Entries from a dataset

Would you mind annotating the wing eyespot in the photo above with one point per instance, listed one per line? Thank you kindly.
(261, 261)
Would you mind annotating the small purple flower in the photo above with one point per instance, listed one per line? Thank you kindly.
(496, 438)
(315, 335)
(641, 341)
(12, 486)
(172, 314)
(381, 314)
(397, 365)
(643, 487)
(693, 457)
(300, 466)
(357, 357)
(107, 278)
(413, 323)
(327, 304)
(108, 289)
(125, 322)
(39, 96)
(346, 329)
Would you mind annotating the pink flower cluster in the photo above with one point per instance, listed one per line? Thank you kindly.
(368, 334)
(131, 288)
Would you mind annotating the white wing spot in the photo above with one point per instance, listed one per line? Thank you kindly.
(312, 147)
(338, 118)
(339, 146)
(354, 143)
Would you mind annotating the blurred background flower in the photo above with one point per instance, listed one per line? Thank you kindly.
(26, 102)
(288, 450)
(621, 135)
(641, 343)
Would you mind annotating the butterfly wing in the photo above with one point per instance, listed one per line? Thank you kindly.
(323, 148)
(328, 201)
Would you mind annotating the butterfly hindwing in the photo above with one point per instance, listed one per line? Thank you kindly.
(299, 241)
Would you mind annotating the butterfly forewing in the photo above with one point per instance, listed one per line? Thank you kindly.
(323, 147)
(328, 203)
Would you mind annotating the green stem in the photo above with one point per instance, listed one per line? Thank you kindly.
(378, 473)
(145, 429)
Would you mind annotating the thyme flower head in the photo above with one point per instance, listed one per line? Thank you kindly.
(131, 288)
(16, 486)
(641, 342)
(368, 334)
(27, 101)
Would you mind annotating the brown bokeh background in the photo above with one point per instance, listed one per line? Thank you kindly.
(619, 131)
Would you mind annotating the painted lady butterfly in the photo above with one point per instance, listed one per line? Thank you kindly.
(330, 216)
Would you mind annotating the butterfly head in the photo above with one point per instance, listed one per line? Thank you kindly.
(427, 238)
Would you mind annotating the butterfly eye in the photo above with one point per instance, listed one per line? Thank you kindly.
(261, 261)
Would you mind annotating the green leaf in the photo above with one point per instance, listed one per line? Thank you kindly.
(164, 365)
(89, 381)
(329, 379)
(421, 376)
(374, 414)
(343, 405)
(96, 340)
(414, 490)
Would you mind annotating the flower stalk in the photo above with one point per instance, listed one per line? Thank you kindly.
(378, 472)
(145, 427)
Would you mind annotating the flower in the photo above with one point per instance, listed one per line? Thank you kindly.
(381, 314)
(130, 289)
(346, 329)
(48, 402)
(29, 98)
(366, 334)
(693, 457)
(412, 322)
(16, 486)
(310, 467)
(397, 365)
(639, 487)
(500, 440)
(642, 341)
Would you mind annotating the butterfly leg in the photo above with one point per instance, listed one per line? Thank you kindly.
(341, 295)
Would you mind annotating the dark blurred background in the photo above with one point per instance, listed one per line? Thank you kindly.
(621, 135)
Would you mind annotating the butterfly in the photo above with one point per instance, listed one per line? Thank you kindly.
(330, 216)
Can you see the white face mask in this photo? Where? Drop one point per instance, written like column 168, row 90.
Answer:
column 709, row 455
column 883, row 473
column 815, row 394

* * *

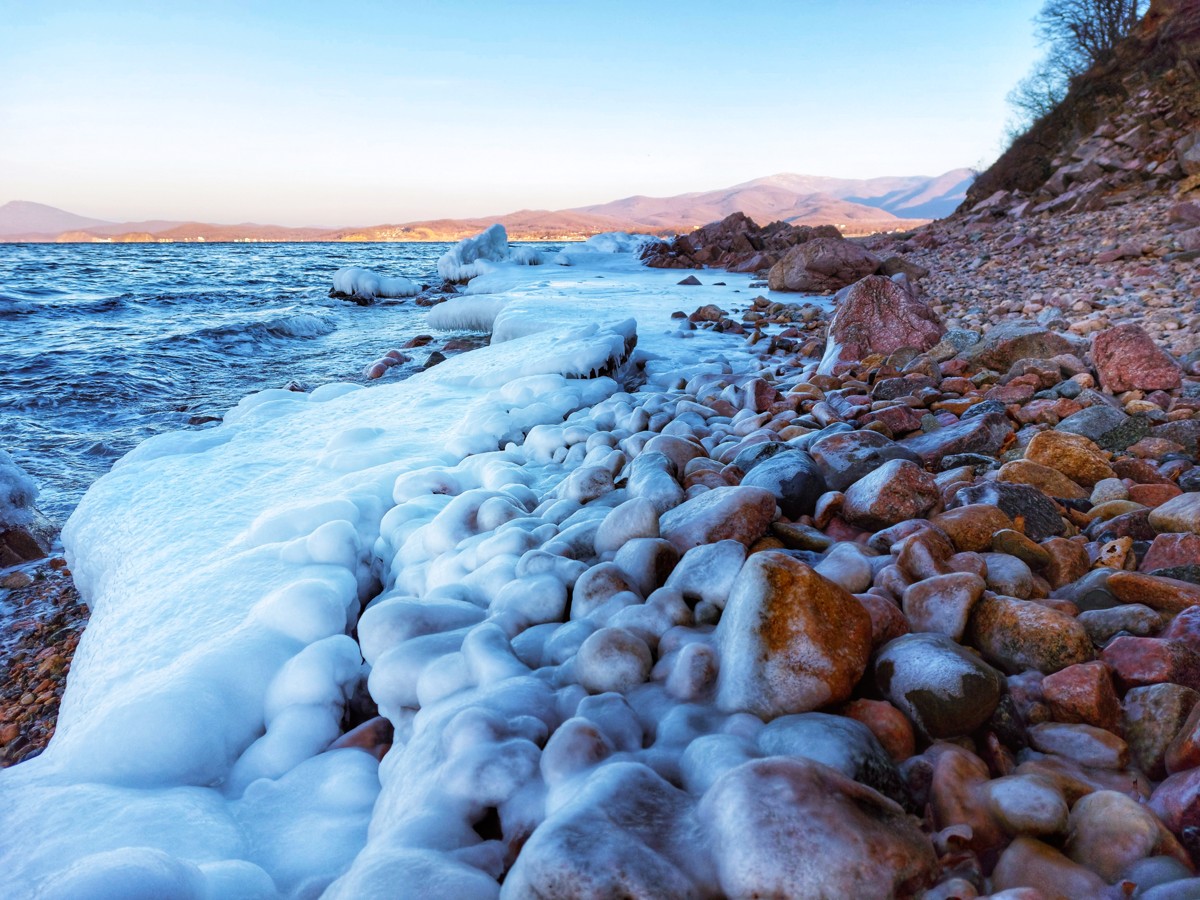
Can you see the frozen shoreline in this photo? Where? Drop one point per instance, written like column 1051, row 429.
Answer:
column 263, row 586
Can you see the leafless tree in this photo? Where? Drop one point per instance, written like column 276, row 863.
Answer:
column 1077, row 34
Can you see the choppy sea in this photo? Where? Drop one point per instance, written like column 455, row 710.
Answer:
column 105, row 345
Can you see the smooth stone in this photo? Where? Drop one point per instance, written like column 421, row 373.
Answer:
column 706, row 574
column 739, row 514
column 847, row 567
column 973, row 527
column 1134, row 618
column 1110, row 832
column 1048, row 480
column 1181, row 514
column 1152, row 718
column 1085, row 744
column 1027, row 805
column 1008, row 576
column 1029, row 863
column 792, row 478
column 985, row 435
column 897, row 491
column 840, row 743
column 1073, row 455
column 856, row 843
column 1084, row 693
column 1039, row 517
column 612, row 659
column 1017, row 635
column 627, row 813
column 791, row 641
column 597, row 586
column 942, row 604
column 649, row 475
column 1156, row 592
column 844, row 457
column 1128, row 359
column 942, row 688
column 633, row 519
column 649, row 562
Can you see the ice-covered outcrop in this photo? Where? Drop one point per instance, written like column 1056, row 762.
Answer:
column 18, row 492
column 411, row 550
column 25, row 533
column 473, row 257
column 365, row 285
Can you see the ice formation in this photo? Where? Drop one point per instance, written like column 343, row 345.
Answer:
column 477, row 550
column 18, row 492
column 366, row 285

**WORK REQUIRED**.
Retype the rows word for word, from the line that contains "Can you see the choppy" through the line that contains "column 105, row 345".

**ANSWER FOR THIS EXERCISE**.
Can you see the choppy sea in this photo? Where? Drop one point per instance, written like column 455, row 710.
Answer:
column 105, row 345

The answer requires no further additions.